Un agriculteur : Moi, je ne vais pas baisser mes prix car il y a plein d’amour et de savoir-faire dans mes produits. Les consommateurs n’achètent pas qu’un produit mais aussi un savoir sur le produit (savoir comment il est fait). Les consommateurs ne sont pas prêts à payer vraiment plus cher pour du bio, ils vont au moins cher.
Un recycleur : Mon fils est agriculteur. Pour pouvoir vendre du bio (plus cher à produire), il invite ses clients à venir arracher les mauvaises herbes le samedi et il en profite pour leur expliquer le produit.
Innover en cohérence
? : Beaucoup de nos questions sur les alternatives, les tensions entre les contraires et les justes compromis se sont résolues par un sursaut de créativié. Dans ma paroisse, je parle souvent de cette approche de l’économie de communion. J’aimerais qu’on témoigne plus souvent et plus largement, et pas simplement à l’occasion de grands colloques. On devrait valoriser plus largement la créativité des entrepreneurs de l’économie de communion.
Une consultante : Et leur recherche de cohérence.
Un promoteur : Les bâtiments « basse consommation », ça coûte plus cher. Est-ce trop cher ? Ca coûte plus cher en matière grise (bureaux d’études) mais pas en matériaux de construction. Alors, il y a un peu plus de risque et il y a les habitudes, du coup on peut hésiter à se lancer sur ce créneau et préférer rester accrochés à ses vieilles pratiques de constructions. Innover, c’est aussi se battre contre soi-même.
Un artisan du Sud : L’économie de communion est à inventer dans l’entreprise mais aussi dans notre métier : ça demande des compétences en marketing et de la matière grise.
Un minier : Il y a un projet de TGV proche de notre carrière de sable et gravier. Alors on se demande si on ne devrait pas investir sur une centrale à béton sur notre carrière vu qu’on a déjà 50% de la matière première et je pourrais vendre 25% de ma production à la cimenterie proche. Mais pour rentabiliser cette centrale, il faudrait piquer des marchés locaux voire concurrencer mes clients… Est-ce la meilleure chose à faire ? Pour me développer, je dois choisir entre concurrencer ou innover en proposant de nouveaux produits de construction. Pas facile…
Un recycleur : Pourquoi je bosse ? Pas pour gagner mais pour créer ! Pour le plaisir de sortir de nouveaux produits.

→ **DONNÉES FOURNIES**:
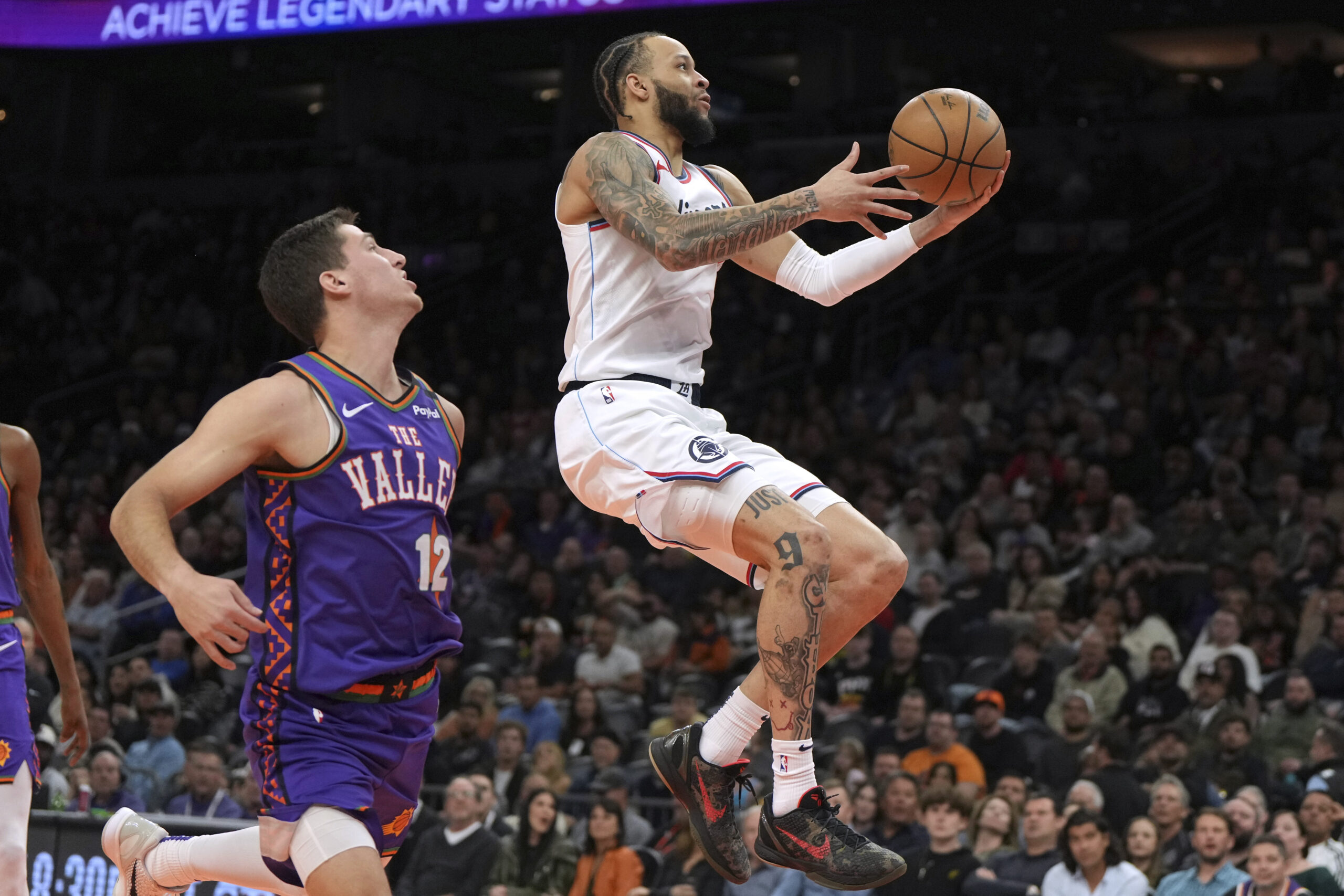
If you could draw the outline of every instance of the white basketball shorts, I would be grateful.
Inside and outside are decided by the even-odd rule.
[[[749,494],[774,485],[813,516],[844,498],[723,415],[640,380],[599,380],[555,408],[555,450],[585,506],[637,525],[656,548],[684,547],[754,588],[765,572],[732,553]]]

→ **LISTE DES TÂCHES**:
- A) Recopiez l'extrait sur l'économie de communion à partir des mots « Un promoteur : Les », et arrêtez-vous après « la matière grise. ».
- B) D'après l'extrait sur l'économie de communion, que fait le fils du recycleur pour pouvoir vendre du bio ?
- C) Rédigez la suite de l'extrait sur l'économie de communion, après sa dernière phrase.

→ **RÉSULTATS DE L'EXERCICE**:
- A)
Un promoteur : Les bâtiments « basse consommation », ça coûte plus cher. Est-ce trop cher ? Ca coûte plus cher en matière grise (bureaux d’études) mais pas en matériaux de construction. Alors, il y a un peu plus de risque et il y a les habitudes, du coup on peut hésiter à se lancer sur ce créneau et préférer rester accrochés à ses vieilles pratiques de constructions. Innover, c’est aussi se battre contre soi-même.
Un artisan du Sud : L’économie de communion est à inventer dans l’entreprise mais aussi dans notre métier : ça demande des compétences en marketing et de la matière grise.

- B) Il invite ses clients à venir arracher les mauvaises herbes le samedi et en profite pour leur expliquer le produit.

- C)
Une hôtellière : Ma nouvelle activité, depuis 2009 (chambres d’hôtes + maraîchage) démarre bien mais je manque de visibilité car les réservations sont rares et les clients viennent plutôt « à la dernière minute ». 50% de mes clients viennent du réseau perso et 50% par les Gîtes de France.
Un artiste : Je voudrais acheter une maison pour accueillir les gens qui sont à la rue, peut-être dans le centre de Fontainebleau ? Ca coûterait entre 700 kEUR et 1MEUR. J’ai écrit 3 livres et disques pour commencer à financer ce projet. J’ai acheté beaucoup de publicité pour mon livre. Le livre est vendu à 15 EUR mais une personne m’en a donné 100 EUR ! Et les personnes à la rue l’achètent à 20 EUR ! Pour pouvoir participer à un salon promotionnel, j’ai été hébergé gratuitement par la mère d’un gars à la rue avec qui je travaille. C’est ce qui m’a décidé à aller à ce salon car j’hésitais beaucoup… En fait, le résultat de ce projet m’importe peu. Ce n’est pas mon argent qui est en jeu, c’est le Sien. Je fais juste ce que j’ai à faire. La plupart des journalistes chrétiens et professionnels de l’édition catholique me disent « vous êtes trop illuminé, trop déconnecté. » Mais ça ne m’empêche pas d’être confiant : la maison va venir en 2010.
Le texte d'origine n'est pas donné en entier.